REQUIREMENT
From the listing below, pick out every line containing the string "crest" and copy each of those lines.

DATA TO USE
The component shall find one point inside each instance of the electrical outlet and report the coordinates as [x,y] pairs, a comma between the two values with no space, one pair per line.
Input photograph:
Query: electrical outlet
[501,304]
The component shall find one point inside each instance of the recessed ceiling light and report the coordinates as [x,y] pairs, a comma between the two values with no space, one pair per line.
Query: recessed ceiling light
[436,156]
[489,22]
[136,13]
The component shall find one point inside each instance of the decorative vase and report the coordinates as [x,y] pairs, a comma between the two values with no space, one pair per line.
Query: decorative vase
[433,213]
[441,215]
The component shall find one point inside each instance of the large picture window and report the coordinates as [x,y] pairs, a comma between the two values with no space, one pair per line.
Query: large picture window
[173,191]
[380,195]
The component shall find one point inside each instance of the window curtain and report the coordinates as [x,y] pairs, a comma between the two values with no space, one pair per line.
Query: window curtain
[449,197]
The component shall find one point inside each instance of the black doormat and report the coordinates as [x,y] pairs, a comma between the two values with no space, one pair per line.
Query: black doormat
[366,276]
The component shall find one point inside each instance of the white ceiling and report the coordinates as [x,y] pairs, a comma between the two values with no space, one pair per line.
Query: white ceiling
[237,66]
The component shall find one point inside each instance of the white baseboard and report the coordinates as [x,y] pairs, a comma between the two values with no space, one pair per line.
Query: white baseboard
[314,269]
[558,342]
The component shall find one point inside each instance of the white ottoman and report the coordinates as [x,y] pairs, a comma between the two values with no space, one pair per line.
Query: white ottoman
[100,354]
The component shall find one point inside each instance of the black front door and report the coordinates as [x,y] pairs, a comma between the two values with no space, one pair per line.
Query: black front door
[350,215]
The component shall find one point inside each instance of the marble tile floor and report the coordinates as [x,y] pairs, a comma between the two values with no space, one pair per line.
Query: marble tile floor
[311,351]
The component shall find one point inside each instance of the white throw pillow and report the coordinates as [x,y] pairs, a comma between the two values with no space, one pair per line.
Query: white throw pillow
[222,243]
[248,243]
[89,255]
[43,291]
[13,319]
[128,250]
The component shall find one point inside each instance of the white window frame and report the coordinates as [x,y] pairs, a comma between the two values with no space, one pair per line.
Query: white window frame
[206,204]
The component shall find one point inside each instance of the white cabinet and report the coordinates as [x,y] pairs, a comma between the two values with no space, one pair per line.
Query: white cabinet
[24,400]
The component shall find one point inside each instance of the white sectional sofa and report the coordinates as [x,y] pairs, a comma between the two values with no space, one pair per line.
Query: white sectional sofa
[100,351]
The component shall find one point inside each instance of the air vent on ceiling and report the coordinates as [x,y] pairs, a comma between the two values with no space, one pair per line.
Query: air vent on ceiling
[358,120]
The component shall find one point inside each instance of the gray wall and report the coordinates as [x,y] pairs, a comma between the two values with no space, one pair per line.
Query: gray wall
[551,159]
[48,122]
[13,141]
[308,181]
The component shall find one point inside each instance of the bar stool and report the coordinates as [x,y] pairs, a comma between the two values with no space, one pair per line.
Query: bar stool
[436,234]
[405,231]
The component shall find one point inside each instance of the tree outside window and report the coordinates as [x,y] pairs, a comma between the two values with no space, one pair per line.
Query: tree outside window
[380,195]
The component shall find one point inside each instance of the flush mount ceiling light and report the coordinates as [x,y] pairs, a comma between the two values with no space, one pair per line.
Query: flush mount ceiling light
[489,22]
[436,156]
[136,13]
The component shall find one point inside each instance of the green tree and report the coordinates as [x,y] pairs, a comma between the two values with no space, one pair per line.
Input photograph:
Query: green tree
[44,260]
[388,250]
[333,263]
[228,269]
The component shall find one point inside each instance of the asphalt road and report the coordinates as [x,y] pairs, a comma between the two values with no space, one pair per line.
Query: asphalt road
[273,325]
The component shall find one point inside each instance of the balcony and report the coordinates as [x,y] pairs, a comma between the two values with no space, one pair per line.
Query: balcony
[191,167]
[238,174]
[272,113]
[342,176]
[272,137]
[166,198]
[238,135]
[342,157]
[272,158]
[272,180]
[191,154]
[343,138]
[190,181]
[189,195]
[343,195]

* * *

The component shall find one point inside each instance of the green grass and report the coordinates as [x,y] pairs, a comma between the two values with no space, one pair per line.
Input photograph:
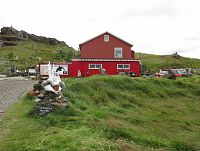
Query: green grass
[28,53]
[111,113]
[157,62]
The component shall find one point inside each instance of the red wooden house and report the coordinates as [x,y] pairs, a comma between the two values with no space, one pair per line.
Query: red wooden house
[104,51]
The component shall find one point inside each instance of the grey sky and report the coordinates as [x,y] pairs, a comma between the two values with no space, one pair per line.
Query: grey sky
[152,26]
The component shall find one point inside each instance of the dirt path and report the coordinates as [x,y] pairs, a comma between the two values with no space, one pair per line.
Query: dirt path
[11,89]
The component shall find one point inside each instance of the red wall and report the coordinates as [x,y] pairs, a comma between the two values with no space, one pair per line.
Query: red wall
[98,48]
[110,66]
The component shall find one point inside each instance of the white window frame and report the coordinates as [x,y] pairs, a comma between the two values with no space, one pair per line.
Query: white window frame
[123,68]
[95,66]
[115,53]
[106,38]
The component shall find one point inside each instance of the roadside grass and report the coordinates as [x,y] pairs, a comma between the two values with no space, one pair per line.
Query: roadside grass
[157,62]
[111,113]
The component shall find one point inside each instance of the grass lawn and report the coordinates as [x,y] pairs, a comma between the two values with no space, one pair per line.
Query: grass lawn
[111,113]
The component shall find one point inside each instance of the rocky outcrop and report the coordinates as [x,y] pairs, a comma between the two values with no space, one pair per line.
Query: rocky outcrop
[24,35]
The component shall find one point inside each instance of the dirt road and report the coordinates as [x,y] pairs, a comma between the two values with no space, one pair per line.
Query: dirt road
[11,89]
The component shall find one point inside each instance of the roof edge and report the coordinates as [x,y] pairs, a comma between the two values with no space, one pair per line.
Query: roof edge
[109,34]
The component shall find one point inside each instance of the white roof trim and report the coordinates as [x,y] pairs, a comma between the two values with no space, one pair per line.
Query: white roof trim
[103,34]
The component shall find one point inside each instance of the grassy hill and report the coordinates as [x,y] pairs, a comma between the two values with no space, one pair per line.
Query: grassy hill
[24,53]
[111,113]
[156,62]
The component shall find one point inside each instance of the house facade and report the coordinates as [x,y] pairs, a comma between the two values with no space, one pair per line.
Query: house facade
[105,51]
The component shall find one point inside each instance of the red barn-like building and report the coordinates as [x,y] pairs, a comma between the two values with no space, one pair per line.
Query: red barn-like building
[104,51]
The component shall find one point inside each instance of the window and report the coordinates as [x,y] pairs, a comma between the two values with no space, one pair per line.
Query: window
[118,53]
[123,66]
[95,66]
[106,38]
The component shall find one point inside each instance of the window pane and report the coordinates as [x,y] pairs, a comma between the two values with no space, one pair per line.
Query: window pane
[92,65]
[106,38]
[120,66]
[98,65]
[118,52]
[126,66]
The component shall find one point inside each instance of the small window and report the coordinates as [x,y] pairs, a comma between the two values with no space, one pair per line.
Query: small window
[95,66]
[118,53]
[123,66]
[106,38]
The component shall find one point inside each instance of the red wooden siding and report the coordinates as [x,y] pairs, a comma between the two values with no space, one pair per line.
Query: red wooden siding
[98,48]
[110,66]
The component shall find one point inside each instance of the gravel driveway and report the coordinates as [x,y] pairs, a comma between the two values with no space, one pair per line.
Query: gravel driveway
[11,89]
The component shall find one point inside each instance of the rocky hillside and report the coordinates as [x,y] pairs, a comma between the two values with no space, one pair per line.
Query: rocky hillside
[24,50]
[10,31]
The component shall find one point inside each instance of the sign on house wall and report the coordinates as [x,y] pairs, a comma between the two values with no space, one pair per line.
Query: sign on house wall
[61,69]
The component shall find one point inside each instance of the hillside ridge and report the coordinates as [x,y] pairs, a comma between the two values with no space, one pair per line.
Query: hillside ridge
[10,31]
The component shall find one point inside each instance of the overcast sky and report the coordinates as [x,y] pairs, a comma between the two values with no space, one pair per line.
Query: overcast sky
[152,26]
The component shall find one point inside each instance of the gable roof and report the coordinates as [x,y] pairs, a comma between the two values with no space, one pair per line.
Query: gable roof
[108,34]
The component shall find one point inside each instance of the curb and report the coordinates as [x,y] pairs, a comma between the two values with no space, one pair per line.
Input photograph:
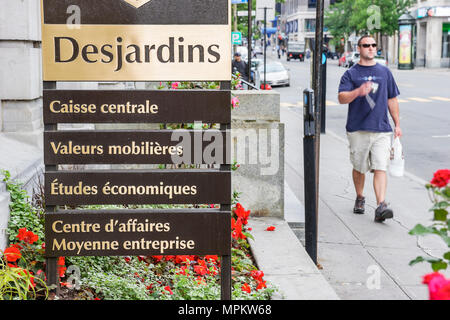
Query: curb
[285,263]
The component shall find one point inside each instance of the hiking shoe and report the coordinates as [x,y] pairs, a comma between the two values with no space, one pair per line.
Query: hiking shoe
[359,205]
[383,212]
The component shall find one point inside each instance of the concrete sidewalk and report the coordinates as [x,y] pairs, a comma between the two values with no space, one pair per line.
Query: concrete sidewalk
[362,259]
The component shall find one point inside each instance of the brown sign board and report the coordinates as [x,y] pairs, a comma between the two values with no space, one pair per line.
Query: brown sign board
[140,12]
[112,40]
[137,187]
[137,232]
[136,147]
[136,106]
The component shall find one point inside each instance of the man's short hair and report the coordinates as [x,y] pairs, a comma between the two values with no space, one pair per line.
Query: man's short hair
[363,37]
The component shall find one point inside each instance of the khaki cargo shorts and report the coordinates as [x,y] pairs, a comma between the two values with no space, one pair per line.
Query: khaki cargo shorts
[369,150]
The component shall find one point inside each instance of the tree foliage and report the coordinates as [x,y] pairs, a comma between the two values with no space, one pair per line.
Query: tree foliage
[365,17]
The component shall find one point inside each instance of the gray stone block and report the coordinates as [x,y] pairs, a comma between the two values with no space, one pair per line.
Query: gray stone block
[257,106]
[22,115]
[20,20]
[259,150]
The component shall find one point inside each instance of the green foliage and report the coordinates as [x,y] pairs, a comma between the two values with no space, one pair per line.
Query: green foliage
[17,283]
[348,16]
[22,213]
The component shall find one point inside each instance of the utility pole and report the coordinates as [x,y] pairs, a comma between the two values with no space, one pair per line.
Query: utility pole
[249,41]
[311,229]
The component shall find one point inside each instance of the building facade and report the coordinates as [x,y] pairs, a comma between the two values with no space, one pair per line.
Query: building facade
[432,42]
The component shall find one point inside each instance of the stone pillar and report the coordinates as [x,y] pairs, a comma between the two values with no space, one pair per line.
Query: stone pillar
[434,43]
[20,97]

---

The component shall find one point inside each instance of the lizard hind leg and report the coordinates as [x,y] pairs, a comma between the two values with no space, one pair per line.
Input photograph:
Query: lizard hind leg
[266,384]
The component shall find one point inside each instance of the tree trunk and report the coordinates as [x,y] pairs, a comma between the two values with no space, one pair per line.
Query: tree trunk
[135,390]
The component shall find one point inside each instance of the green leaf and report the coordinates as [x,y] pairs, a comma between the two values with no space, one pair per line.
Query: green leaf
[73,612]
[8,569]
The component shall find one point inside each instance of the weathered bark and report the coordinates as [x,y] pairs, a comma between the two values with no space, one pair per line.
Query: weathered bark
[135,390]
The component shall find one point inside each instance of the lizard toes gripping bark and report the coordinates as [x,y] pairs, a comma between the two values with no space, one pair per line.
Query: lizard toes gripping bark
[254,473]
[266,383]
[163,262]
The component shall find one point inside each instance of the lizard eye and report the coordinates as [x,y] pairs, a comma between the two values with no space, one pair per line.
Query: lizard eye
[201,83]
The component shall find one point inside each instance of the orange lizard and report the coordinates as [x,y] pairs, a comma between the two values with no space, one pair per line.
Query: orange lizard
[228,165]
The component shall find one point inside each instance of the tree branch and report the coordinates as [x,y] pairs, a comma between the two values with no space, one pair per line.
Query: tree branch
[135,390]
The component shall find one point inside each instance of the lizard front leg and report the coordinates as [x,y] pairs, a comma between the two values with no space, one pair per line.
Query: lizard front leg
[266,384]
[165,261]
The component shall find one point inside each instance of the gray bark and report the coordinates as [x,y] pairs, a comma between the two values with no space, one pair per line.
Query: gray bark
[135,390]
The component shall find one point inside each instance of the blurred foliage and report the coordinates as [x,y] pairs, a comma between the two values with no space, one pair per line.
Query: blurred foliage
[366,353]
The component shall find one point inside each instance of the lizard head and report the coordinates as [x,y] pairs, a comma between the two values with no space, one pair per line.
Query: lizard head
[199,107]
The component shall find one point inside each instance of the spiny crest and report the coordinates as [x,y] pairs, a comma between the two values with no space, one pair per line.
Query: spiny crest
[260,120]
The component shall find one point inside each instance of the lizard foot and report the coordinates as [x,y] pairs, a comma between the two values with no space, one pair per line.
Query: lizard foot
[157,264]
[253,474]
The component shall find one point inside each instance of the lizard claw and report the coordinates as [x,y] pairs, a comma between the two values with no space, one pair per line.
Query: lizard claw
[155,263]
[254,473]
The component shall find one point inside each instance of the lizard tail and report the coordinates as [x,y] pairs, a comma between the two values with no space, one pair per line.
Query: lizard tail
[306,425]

SOLUTION TO THIS PROBLEM
The component shall find one point inside each instance of the spiny crest and report the coordinates as [x,y] pairs, a comma between the two values with no space, one pair per line.
Query: spiny crest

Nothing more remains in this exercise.